**Records for processing:**
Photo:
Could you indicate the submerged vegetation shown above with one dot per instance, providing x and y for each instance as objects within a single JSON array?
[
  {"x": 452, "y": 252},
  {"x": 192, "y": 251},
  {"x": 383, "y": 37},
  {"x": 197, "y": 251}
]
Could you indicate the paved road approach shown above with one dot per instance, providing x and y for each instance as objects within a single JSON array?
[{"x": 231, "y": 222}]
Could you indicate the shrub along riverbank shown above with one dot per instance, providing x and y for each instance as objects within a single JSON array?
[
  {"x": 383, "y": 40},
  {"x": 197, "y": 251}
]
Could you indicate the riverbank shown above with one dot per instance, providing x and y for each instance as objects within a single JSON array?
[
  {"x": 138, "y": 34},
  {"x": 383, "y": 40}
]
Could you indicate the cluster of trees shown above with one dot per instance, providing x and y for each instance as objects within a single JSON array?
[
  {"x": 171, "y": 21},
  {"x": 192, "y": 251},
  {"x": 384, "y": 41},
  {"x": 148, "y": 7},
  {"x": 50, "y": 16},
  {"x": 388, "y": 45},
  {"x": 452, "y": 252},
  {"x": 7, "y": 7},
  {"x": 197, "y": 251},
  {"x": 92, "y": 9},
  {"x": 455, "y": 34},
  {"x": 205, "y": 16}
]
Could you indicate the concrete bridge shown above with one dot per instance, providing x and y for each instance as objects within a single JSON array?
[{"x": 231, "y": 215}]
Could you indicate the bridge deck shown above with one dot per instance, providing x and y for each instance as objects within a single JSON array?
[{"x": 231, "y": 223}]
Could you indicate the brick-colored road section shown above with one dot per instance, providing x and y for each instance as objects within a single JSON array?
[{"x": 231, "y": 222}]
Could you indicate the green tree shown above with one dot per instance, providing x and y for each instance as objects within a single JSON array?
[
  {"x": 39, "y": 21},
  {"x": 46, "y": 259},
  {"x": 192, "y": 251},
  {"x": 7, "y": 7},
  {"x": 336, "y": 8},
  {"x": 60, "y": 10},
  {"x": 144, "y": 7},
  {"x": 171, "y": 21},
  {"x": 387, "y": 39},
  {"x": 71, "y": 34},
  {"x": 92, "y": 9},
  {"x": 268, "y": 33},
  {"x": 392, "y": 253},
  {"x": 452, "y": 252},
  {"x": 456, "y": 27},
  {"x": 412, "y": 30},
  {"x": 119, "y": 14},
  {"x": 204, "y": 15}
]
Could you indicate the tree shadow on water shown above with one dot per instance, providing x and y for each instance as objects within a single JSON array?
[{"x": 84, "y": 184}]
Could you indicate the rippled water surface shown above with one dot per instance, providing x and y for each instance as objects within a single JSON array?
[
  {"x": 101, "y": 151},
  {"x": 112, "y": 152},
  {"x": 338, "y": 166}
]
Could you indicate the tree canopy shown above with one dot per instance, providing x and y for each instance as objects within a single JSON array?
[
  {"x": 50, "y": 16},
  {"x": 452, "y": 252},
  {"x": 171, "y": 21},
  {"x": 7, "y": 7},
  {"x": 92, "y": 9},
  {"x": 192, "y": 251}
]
* * *
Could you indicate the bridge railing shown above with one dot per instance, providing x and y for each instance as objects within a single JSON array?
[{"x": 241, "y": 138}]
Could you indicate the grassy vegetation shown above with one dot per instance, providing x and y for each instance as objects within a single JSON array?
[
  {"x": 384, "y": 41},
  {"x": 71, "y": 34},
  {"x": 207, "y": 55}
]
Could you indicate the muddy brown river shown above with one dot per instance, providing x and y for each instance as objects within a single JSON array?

**Task to carry out:** Convert the data into a Markdown table with a "No." column numbering the rows and a "Text" column holding each line. Start at the line containing "Could you indicate the bridge railing", end at the line containing "Could you indicate the muddy", include both of those lines, and leave out any blank lines.

**Expected output:**
| No. | Text |
|---|---|
| 1 | Could you indicate the bridge railing shown above with one dot per instance, providing x and y for each instance as objects within a single JSON array? |
| 2 | [{"x": 241, "y": 138}] |
| 3 | Could you indicate the grassy vegetation shown above with one dot per instance, providing x and y for each instance as objects within a single JSON array? |
| 4 | [ |
| 5 |   {"x": 384, "y": 41}, |
| 6 |   {"x": 71, "y": 34}, |
| 7 |   {"x": 207, "y": 55} |
| 8 | ] |
| 9 | Could you indicate the muddy brown river shown above with one dot per instance, providing x and y for each instance as objects within a single JSON array? |